(PASSAGE TO READ)
Desire, wanting, craving: these feelings are often so tied up with the Holidays. Often, desire is expressed in ways that are cute and whimsical and harmless. One novelty record of old declares, “All I want for Christmas is my two front teeth.” In another recording, Alvin of Alvin and the Chipmunks sings, “Want a plane that loops the loop. I still want a hula hoop.”
Of course, this is not just a Christmas thing. Having grown up in a town with as many synagogues as Catholic churches, my gentile peers and I were sometimes gently teased about how getting presents on eight days was much better than getting presents on one day. Of course, that may reflect a Protestant-ized version of Hanukkah. And, these expressions of desire for stuff are not purely the outgrowth of industrialization and modern materialism. Marking the shortest day of the year and sparsest season with celebrations of excess and overindulgence is a tradition that far predates Black Friday. Thinking back to Roman celebrations like Saturnalia, these celebrations likely predate monotheism itself.
And, if this mixture of Christmas and Hanukkah and Solstice were not enough, just throw in the New Year as well and with it the ritual acts of taking stock of our lives and rededicating ourselves to changes, improvements, resolutions, and so on.
Though I am speaking about wanting and desire, this will not be a sermon about materialism, per se. Dispensing commentary on materialism often seems to me to be too obvious, too trite. But the subject of materialism may be more interesting this year as we live in a nation where, on one hand, an increasing many want for the bare essentials, where anxiety grips large numbers of people, and where, on the other hand, the prices of things seem to be free falling all around us. (Have you seen all those sales?) Our individual patterns of consumption may change, perhaps drastically, over the coming months and years. It will be interesting to observe whether the nature of our desires changes as well.

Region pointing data
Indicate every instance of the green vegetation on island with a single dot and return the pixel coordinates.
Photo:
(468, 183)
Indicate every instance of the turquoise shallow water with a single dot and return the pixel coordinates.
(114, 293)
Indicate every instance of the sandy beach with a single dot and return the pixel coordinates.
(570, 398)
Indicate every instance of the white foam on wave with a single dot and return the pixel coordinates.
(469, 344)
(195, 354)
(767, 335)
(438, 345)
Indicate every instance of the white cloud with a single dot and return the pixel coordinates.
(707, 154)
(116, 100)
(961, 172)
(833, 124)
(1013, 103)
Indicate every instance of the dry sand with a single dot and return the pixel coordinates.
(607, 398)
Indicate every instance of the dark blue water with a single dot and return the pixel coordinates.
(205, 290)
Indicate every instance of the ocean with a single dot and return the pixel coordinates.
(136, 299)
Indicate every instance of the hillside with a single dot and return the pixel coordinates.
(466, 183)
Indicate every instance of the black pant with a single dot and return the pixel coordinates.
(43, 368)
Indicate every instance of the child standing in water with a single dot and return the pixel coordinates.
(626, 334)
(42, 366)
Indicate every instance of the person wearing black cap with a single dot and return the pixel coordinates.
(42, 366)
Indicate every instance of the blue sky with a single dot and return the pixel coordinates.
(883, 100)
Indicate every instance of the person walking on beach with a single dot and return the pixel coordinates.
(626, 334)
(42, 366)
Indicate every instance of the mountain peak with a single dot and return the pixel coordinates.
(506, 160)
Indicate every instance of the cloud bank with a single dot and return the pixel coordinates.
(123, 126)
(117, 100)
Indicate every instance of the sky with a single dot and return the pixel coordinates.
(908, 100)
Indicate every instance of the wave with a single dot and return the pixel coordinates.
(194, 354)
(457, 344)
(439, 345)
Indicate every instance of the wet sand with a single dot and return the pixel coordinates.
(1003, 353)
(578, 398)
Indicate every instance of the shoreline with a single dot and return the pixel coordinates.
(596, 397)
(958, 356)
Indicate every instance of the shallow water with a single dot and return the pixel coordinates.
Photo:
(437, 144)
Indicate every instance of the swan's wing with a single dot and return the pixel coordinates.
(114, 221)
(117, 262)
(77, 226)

(WORK TO COMPLETE)
Answer these questions using the text on holiday desire.
(a) In the recording by Alvin of Alvin and the Chipmunks, what does he sing that he still wants?
(b) Which Roman celebration does the text name?
(c) What does the text say the prices of things seem to be doing all around us?
The records have nothing to do with this work.

(SOLUTION TO THIS EXERCISE)
(a) A hula hoop.
(b) Saturnalia.
(c) Free falling.